The task
Set down every record below exactly as it stands, leaving out the pictures.

===== Task input =====

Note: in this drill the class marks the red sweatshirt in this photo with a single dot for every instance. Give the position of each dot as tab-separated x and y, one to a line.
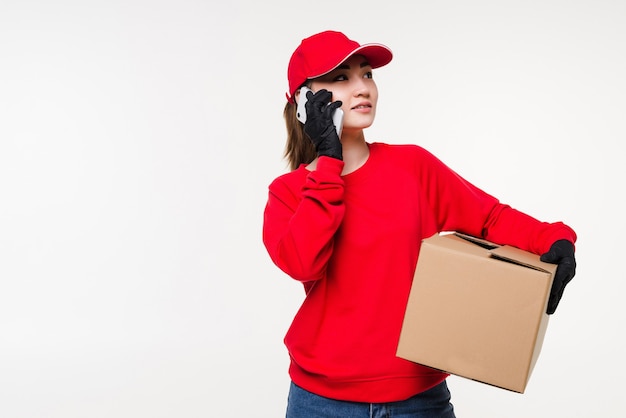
353	241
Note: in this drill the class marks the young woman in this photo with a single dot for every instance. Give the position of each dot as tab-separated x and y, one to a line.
348	221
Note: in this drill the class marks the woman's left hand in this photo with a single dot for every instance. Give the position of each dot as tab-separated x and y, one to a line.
561	253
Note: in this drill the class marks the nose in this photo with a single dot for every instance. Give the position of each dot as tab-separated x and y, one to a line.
361	89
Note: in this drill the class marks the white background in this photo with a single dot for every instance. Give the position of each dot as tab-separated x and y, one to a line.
137	140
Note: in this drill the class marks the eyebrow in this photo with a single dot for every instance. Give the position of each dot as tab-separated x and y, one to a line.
347	67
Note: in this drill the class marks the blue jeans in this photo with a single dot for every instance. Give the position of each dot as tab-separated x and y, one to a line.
433	403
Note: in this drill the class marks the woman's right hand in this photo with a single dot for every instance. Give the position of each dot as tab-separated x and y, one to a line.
319	123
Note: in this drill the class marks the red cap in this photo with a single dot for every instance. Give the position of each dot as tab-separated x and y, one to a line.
323	52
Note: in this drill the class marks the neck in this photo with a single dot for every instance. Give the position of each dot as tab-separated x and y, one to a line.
355	151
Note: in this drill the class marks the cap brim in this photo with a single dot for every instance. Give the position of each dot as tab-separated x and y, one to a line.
378	55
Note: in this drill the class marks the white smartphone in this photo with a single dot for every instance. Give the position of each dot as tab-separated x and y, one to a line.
301	111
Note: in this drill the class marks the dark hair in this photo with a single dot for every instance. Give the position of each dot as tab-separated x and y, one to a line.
299	148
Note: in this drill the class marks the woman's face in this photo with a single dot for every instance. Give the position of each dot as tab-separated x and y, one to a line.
352	83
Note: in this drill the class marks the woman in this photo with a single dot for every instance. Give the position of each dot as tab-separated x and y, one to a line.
348	221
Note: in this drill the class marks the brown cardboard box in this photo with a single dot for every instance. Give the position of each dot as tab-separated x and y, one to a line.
477	310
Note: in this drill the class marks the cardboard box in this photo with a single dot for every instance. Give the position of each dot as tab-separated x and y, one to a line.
477	310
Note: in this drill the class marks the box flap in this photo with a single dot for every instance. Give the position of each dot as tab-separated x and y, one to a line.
521	257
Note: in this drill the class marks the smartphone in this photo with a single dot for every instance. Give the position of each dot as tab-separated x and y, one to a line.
301	111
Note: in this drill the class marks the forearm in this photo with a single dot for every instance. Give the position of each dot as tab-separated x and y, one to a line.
299	229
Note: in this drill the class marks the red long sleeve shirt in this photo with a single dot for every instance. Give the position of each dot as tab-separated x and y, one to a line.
353	241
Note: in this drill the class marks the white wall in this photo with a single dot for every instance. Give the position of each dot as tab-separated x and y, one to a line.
137	140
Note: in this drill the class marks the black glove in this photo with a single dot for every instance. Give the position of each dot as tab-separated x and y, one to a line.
319	123
561	253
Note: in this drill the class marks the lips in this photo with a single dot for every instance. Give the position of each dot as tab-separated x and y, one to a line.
363	105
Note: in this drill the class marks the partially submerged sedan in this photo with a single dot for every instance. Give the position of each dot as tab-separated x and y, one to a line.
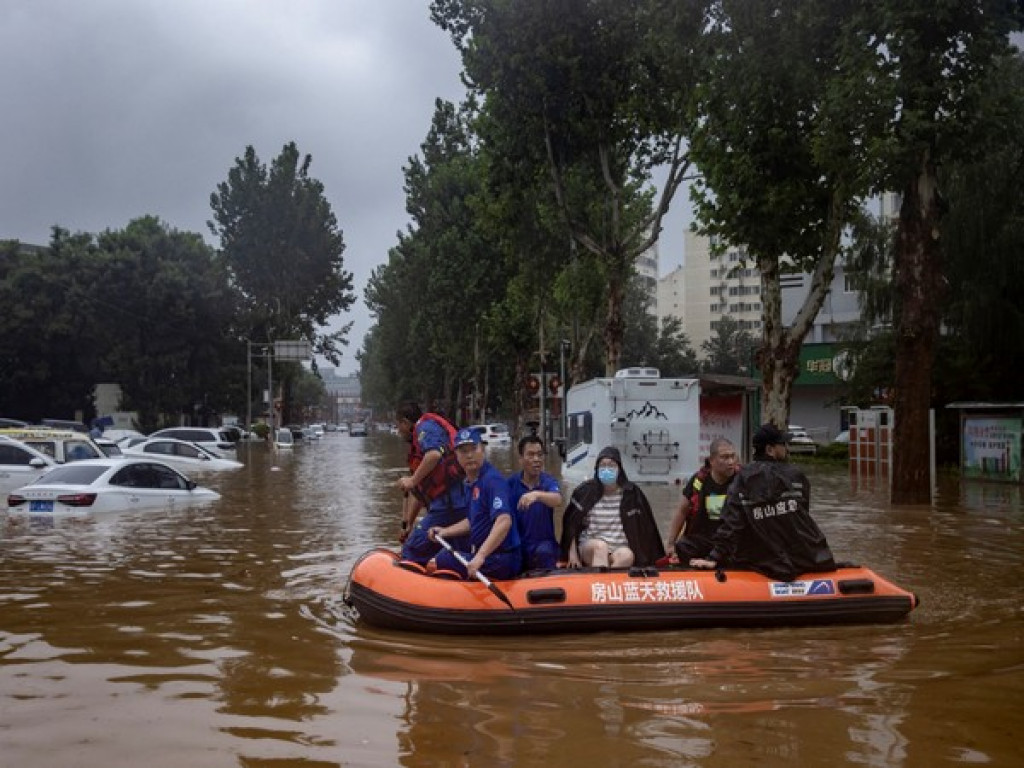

=====

Task answer
Note: in this drill the class marks the red sweatshirt in this photo with a single dot for every instance. Give the position of each dot as tab-separated x and y, one to a line.
353	241
Note: in this drill the class marks the young woman in this photo with a single dot for every instance. Give the position of each dot as tab-separated x and y, one to a line.
348	221
Note: in this drill the class marks the woman's left hand in this photo with a single dot for every instance. Give the position of each dot as tab-separated x and y, one to a line.
561	253
Note: in this drill the class marks the nose in this photo with a single dot for every instance. Give the position of each dot as tab-separated x and y, one to a line.
361	89
Note: in this drill the class marks the white background in this photo with a single dot for every instance. Give the position of each dot as tab-separated x and y, one to a line.
137	140
Note: in this drill the class marks the eyebrow in this photo with a single dot for every instance. Give the position of each dot as tab-separated x and y, one to a line.
347	67
Note: in this drill the class marks the blue jeans in this photo with a single dot for every instance. Give the position of each dot as tab-separated x and y, one to a line.
433	403
Note: in this drill the class marks the woman's right hand in this photo with a single dot for every instance. Give the position of each dot as tab-separated x and y, one to a line.
319	123
Note: in this drill the class marks the red cap in this photo with a single dot for every instance. Give the position of each dot as tab-separated x and y, one to a line.
323	52
Note: in this drill the class marks the neck in this photo with a single dot for every instance. Give the position of each dot as tab-separated x and y, one to a line.
355	151
Note: in this drill the class marks the cap brim in this photo with a single dot for every instance. Give the position of each dot as tab-separated x and y, one to a line.
378	55
Note: in this drill the class marks the white smartphone in this photo with a single dot for every instance. Give the position of each dot as tab-separated x and y, one to a line.
301	111
Note: in this drill the class marks the dark hair in this photo with a single dot for every instance. Give the position of each dot as tab-separated x and y, one to a line.
299	148
Note: in this drill the class marks the woman's face in this photo with a single dot for every instance. Give the position of each dot as tab-separated x and y, one to a line.
352	83
Note: in this drill the class marks the woman in this photo with a single dot for every instance. Give the position of each dot as tab-separated x and y, one to a line.
348	221
Note: in this drill the class marks the brown cardboard box in this photo with a single dot for every instance. Give the position of each dot as tab-separated x and y, one to a line.
477	310
Note: in this drill the class marks the cardboard box in this photo with a single dot for every instance. Give the position of each dot as tab-separated x and y, one to a line.
477	310
Note: in this drill the class marks the box flap in this photo with a single dot for every instance. Give the position of each dot as tab-separated x and y, one to a line.
521	257
Note: in this drill the class marks the smartphone in this photo with a single dot for every instance. Give the position of each dot as tab-separated x and y, one to a line.
301	111
Note: in this drill the class marks the forearm in this photo with a single dot for every instance. Give the position of each dot as tab-separated x and y, one to a line.
299	229
Note: in this drill the class marks the red long sleeve shirt in this photo with a single dot for every instance. Give the position of each dot as tab-separated x and y, one to a line.
353	241
Note: in this drill the class marks the white wall in this photo with a single dot for every instance. Give the position of each dot as tab-separated x and y, one to a line.
137	140
Note: in this drill the class marks the black glove in this photo with a single dot for every instance. Give the position of each dot as tab-separated x and y, one to a line.
319	123
561	253
Note: in this drill the class marks the lips in this photo with a single dot for every instance. Give the position of each dot as tab-separated x and y, one to a line.
363	105
Note: in this drill the class marks the partially submerged sedan in this photo with a single dot for every instance. Give the position of each dot as tab-separated x and y, one to a line.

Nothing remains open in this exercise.